> **Your instructions**
From the entries below, pull out every line that contains the word "positive", and copy each one unchanged.

> **Available records**

++++++++++++++++++++

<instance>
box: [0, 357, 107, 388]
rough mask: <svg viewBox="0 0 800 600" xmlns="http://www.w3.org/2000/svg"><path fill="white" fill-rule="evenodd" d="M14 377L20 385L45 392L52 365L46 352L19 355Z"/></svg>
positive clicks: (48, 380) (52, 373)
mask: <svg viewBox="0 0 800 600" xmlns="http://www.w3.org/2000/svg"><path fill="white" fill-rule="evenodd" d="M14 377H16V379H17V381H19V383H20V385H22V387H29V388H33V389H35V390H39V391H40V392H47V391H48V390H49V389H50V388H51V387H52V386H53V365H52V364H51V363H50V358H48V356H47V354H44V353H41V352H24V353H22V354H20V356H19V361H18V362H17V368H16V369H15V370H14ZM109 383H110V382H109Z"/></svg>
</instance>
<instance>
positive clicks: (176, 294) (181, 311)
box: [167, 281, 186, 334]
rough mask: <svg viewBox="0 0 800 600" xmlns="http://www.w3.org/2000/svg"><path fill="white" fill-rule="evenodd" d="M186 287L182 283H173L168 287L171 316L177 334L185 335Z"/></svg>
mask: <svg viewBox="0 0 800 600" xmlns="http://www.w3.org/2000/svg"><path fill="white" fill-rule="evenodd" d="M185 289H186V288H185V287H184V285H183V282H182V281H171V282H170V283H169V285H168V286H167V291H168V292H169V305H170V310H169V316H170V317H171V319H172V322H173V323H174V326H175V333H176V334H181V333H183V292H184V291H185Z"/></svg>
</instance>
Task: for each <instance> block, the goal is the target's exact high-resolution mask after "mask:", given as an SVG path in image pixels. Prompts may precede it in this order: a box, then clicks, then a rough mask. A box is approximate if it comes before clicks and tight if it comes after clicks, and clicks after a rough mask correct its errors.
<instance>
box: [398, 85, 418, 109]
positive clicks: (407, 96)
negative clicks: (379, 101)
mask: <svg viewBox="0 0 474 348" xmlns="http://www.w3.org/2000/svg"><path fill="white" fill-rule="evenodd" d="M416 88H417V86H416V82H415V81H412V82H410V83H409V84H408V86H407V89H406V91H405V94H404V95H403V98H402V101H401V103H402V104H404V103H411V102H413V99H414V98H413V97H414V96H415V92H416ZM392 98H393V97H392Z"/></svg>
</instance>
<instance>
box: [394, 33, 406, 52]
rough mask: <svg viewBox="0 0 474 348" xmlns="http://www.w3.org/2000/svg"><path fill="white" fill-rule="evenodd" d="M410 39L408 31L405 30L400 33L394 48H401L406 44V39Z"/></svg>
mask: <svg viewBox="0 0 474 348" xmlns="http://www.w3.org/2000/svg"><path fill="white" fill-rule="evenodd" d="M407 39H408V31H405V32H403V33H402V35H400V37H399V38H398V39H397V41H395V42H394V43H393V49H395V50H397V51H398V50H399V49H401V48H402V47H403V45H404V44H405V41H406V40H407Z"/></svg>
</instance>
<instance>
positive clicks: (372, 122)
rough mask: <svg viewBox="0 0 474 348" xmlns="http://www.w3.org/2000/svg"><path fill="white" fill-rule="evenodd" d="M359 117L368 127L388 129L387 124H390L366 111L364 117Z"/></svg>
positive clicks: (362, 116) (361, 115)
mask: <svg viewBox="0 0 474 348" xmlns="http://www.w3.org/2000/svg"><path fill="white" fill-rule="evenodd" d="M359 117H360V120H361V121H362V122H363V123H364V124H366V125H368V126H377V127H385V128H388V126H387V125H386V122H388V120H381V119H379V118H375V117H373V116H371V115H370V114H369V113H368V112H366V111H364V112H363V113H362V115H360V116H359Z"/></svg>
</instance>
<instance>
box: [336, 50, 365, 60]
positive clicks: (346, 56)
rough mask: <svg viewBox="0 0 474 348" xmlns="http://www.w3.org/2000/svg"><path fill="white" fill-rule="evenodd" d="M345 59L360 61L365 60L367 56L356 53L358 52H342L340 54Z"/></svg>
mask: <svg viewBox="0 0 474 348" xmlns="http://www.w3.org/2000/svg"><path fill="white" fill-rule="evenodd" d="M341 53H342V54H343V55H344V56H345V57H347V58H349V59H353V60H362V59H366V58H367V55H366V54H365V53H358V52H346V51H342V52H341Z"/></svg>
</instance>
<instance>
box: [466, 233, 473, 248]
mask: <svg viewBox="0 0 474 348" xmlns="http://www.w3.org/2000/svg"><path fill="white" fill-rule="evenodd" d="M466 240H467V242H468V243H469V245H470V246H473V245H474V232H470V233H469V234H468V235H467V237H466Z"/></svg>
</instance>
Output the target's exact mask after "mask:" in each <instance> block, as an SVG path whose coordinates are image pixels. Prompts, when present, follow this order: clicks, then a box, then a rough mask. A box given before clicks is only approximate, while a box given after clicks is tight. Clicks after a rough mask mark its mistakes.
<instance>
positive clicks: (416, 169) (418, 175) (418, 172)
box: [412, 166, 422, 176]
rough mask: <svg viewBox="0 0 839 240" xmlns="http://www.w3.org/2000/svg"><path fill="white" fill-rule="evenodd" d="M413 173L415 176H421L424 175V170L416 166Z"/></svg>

++++++++++++++++++++

> **Task output**
positive clicks: (48, 380) (52, 373)
positive clicks: (176, 294) (181, 311)
positive clicks: (407, 96)
positive clicks: (372, 122)
positive clicks: (362, 116) (361, 115)
positive clicks: (346, 56)
positive clicks: (416, 169) (418, 175) (418, 172)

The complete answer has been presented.